● DATASET ROWS

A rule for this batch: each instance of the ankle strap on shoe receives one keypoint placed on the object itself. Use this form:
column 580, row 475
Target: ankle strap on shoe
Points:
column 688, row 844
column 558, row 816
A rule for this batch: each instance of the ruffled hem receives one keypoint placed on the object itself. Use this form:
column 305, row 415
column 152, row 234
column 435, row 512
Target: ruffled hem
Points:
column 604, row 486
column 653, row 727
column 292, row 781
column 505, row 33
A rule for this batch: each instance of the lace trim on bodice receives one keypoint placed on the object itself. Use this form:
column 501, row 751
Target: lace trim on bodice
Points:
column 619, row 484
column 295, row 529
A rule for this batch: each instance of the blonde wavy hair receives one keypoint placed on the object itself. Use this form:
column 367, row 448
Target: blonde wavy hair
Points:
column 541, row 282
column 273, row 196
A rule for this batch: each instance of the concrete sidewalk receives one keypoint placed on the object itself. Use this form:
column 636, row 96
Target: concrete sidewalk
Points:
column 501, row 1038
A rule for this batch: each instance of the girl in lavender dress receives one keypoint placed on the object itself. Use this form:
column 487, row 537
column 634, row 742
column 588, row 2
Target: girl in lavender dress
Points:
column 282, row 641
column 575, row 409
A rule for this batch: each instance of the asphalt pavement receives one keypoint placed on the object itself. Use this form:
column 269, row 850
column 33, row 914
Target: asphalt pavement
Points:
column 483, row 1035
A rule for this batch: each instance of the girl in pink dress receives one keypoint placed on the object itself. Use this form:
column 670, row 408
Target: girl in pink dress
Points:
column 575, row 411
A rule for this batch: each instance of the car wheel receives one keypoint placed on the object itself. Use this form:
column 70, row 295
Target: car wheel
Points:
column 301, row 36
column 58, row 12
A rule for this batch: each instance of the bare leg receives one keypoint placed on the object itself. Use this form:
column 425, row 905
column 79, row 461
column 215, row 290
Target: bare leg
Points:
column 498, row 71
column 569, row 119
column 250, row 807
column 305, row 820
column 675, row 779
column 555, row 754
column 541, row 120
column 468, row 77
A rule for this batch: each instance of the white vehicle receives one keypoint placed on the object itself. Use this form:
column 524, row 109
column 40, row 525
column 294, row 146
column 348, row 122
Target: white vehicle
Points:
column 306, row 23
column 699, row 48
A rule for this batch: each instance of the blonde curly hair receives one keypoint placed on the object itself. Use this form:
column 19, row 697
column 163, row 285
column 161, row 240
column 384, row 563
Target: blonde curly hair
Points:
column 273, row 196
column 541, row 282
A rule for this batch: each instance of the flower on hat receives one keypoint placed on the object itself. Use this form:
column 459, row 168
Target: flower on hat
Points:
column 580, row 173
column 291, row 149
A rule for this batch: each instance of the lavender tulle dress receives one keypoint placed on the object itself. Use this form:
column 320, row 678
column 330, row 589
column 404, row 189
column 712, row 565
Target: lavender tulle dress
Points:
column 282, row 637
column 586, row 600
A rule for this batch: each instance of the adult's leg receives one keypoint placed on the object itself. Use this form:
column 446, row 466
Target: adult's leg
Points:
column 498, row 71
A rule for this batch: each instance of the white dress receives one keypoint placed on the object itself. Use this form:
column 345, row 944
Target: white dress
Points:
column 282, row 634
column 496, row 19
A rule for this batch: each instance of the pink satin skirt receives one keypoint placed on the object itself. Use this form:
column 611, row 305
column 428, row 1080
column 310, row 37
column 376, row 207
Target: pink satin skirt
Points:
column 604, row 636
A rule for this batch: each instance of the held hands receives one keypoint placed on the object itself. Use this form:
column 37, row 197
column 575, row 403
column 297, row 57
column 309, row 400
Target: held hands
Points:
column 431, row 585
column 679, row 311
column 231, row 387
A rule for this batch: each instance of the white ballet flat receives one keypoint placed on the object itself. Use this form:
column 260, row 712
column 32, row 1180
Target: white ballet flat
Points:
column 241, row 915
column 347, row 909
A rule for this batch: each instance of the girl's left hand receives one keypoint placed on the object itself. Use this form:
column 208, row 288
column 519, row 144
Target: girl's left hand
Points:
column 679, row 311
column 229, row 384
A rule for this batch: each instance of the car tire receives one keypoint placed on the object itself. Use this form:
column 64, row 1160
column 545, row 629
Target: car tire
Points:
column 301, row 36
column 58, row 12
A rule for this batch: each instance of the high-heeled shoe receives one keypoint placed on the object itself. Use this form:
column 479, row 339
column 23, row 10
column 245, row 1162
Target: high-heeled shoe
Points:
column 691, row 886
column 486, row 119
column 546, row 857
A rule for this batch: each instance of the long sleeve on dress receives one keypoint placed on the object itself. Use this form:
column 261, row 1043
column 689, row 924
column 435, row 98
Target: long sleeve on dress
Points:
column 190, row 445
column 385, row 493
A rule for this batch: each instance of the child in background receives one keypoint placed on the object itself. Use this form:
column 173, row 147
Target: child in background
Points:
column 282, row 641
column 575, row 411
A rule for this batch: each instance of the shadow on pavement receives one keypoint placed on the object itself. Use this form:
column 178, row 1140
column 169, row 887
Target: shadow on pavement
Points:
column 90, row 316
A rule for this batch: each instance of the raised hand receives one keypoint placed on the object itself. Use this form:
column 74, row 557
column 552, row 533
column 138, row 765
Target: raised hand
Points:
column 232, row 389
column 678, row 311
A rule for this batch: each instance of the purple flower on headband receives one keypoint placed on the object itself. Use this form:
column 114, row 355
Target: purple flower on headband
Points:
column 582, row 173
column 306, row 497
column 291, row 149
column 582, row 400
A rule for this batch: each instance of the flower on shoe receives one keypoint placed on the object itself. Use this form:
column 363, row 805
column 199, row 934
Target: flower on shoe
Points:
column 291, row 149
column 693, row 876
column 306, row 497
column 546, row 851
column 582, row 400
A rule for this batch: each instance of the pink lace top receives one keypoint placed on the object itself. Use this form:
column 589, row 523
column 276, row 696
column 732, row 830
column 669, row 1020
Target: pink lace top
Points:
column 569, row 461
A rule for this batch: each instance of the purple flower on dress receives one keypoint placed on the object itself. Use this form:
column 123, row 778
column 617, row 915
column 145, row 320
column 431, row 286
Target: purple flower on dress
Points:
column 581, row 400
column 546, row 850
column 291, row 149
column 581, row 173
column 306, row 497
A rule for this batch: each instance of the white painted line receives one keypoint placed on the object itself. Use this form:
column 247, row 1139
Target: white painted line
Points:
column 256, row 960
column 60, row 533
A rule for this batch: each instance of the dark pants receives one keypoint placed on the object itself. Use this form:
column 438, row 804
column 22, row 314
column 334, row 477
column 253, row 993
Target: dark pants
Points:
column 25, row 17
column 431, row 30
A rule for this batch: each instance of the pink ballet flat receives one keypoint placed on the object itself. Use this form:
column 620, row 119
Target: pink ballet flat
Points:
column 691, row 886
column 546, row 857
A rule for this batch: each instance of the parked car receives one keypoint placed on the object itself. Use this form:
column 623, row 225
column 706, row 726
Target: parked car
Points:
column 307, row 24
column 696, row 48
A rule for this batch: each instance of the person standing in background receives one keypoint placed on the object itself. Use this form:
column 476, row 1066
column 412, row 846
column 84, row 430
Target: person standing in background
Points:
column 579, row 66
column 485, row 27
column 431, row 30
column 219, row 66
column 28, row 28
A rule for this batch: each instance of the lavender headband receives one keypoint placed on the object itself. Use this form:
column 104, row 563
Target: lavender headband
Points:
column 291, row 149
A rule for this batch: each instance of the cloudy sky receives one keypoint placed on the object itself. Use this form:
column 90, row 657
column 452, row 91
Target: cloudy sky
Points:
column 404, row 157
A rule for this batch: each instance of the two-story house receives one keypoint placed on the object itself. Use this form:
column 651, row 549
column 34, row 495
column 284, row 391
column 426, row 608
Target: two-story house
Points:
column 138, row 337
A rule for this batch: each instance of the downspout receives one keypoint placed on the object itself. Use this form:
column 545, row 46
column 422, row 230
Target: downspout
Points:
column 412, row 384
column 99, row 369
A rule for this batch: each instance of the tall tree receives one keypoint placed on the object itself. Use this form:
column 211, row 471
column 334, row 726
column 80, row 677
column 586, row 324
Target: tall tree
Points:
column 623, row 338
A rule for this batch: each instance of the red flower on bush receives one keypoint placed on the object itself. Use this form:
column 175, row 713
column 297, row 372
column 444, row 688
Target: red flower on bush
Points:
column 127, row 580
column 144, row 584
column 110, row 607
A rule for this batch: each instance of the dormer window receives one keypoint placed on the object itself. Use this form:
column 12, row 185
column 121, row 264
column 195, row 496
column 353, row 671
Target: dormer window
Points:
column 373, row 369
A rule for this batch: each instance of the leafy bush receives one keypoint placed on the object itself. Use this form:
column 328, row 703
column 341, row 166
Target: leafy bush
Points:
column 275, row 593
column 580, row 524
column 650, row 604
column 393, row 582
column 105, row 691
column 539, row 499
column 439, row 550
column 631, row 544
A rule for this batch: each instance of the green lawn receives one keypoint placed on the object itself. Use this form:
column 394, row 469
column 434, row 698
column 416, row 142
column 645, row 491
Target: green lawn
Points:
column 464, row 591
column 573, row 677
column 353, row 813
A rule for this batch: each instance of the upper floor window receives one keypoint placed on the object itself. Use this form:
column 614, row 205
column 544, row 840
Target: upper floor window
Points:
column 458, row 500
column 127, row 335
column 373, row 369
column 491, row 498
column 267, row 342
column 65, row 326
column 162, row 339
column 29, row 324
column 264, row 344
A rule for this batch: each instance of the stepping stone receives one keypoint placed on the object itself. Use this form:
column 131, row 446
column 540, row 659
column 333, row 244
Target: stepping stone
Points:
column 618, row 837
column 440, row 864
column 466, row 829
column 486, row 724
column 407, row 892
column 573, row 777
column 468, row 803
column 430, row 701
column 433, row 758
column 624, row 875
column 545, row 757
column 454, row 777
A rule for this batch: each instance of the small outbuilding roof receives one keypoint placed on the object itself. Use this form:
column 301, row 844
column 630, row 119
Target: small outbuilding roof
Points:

● PROBLEM
Give again the lines from the line holding "A rule for this batch: each instance of the leafy" through the close of the listing, both included, exactly as written and with nothing else.

● CORRECT RESULT
A rule for this batch: each instance of the leafy bush receives one keypoint placed on the object itself. Use this form:
column 328, row 703
column 341, row 166
Target: leafy bush
Points:
column 275, row 593
column 580, row 524
column 650, row 604
column 393, row 582
column 105, row 691
column 539, row 499
column 439, row 550
column 631, row 544
A rule for this batch: each instance of the green lawn receives one keypoint placed on the object itself. Use this form:
column 394, row 469
column 434, row 698
column 416, row 142
column 645, row 491
Target: green lawn
Points:
column 464, row 591
column 573, row 677
column 353, row 813
A rule for this batch: each instance of the upper floor window receives one keypoint placed on the object itself. Use this form:
column 614, row 205
column 544, row 840
Target: upper floor window
Points:
column 458, row 500
column 127, row 335
column 373, row 369
column 491, row 498
column 267, row 342
column 65, row 326
column 162, row 339
column 29, row 324
column 264, row 344
A rule for this batch: each instance of the stepping stone receives one keypoint placed on the object itself. Use this form:
column 131, row 446
column 540, row 659
column 333, row 244
Target: stepping stone
Points:
column 618, row 837
column 440, row 864
column 466, row 829
column 486, row 724
column 407, row 892
column 573, row 777
column 468, row 803
column 430, row 701
column 433, row 758
column 624, row 875
column 545, row 757
column 454, row 777
A rule for this batch: each instance of the small outbuilding roof receives one keypoint placed on the object itself. Use this form:
column 301, row 844
column 630, row 119
Target: small outbuilding roof
Points:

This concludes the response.